▸ **SOURCE DOCUMENT**:
════════════════

I tried for instance
WHERE col REGEXP '\u004c'
which should find any occurences of 'L', but it doesn't.
'\x4c' fails as well.
What's the correct syntax for MySQL?
The field is of type text collation utf8_roman_ci (or similar).
(Of course, I do not want to find 'L' this way. It's just a simplified
query to get a working syntax.)
Kai
Where on
http://dev.mysql.com/doc/refman/5.1/en/regexp.html
or
http://dev.mysql.com/doc/refman/5.1/en/pattern-matching.html
or
http://dev.mysql.com/doc/refman/5.1/en/string-syntax.html
is \u or \x discussed? Outside of the case on the last one where it says
explicitly 'For example, "\x" is just "x".'
--
Revenge is an integral part of forgiving and forgetting.
-- The BOFH
> Where on
>
..
>
> is \u or \x discussed?
\u and \x is standard syntax in various regular expression
implementations. I gave it as an example of what obvious things I tried.
That this is not supported is *exactly* the problem! How do I specify a
certain Unicode code point either for matching or for insertion if not
this way?
Kai
--
Conactive Internet Services, Berlin, Germany
It's an inconvenience. But at least the manual spells out exactly which
method of parsing is behind REGEXP, and details what is supported, so
there's not much point in being unhappy that something that wasn't
suggested would work does not, in fact, work.
> How do I specify a
> certain Unicode code point either for matching or for insertion if not
> this way?
There's a couple of ways that would likely work. The most
straightforward way is to simply set the connection character set
correctly, and construct the pattern using the explicit characters that
you're looking for. If you're looking for 'L', send an L. If you're
looking for a 'þ', send a þ.
Another method would be to REGEXP on a HEX(my_col), which might be
entirely reasonable for small sets of data. It's a little ... suboptimal
on large datasets because it'll force a tablescan.
And while you're playing with those, remember that MySQL uses 0x
notation to express hex constants, and you might find the
CHAR(N,... [USING charset_name]) function pretty handy....
> And while you're playing with those, remember that MySQL uses 0x
> notation to express hex constants, and you might find the
> CHAR(N,... [USING charset_name]) function pretty handy....
Thanks for this. The solution was to use something like
UPDATE table SET fr=REPLACE(fr, ' ?',CONCAT(CHAR(0xc2a0),'?')) WHERE fr
LIKE '%?%'
and
SELECT fr FROM table WHERE fr LIKE CONCAT('%',CHAR(0xc2a0),'?','%')
I didn't test REGEXP.

════════════════

▸ **MATERIAL PROVIDED**:
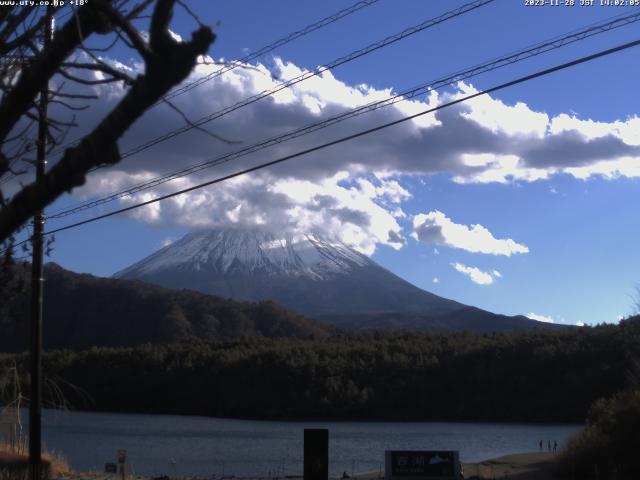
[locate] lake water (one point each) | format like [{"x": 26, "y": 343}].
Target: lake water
[{"x": 177, "y": 445}]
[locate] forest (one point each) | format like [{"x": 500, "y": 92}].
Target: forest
[{"x": 538, "y": 375}]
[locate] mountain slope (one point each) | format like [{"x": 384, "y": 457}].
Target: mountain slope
[
  {"x": 310, "y": 274},
  {"x": 81, "y": 311},
  {"x": 316, "y": 276}
]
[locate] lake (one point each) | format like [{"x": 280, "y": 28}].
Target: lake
[{"x": 178, "y": 445}]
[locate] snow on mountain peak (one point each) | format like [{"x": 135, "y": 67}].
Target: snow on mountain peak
[{"x": 308, "y": 255}]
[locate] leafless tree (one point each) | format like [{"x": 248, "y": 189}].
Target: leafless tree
[{"x": 28, "y": 65}]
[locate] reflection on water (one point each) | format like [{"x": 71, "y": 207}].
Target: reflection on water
[{"x": 176, "y": 445}]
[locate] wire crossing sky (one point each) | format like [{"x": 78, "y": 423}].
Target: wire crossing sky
[
  {"x": 518, "y": 201},
  {"x": 523, "y": 54}
]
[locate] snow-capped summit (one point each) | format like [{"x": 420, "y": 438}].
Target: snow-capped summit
[
  {"x": 312, "y": 274},
  {"x": 253, "y": 252}
]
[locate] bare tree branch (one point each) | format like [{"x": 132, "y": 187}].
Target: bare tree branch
[{"x": 167, "y": 63}]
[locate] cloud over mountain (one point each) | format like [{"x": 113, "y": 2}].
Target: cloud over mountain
[
  {"x": 355, "y": 190},
  {"x": 436, "y": 228}
]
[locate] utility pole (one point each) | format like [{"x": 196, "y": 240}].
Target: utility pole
[{"x": 37, "y": 283}]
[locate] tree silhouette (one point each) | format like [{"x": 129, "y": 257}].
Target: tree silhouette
[{"x": 28, "y": 65}]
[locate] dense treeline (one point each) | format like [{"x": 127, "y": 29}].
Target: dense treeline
[
  {"x": 541, "y": 375},
  {"x": 81, "y": 311}
]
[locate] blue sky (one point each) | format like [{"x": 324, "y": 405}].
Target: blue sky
[{"x": 529, "y": 225}]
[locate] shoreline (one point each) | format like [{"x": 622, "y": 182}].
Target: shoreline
[{"x": 519, "y": 466}]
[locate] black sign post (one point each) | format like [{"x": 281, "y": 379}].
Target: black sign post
[
  {"x": 427, "y": 464},
  {"x": 316, "y": 454}
]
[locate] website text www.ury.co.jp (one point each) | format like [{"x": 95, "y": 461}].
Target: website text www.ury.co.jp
[{"x": 42, "y": 3}]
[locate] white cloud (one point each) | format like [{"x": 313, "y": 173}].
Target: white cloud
[
  {"x": 475, "y": 274},
  {"x": 436, "y": 228},
  {"x": 540, "y": 318},
  {"x": 356, "y": 189},
  {"x": 167, "y": 241}
]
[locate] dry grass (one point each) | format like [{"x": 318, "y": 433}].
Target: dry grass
[{"x": 14, "y": 463}]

════════════════

▸ **EXERCISES TO COMPLETE**:
• A. Write down the stretch of the forum thread from "The field is" through "a working syntax.)".
• B. Answer these questions from the forum thread:
(i) Which letter was the simplified test query meant to find?
(ii) According to the forum thread, what will running REGEXP on HEX(my_col) force on large datasets?
(iii) What notation does MySQL use to express hex constants?
Nothing in the listing is required here.

▸ **ANSWERS FOR THE TASKS**:
• A.
The field is of type text collation utf8_roman_ci (or similar).
(Of course, I do not want to find 'L' this way. It's just a simplified
query to get a working syntax.)

• B.
(i) 'L'
(ii) A tablescan
(iii) 0x notation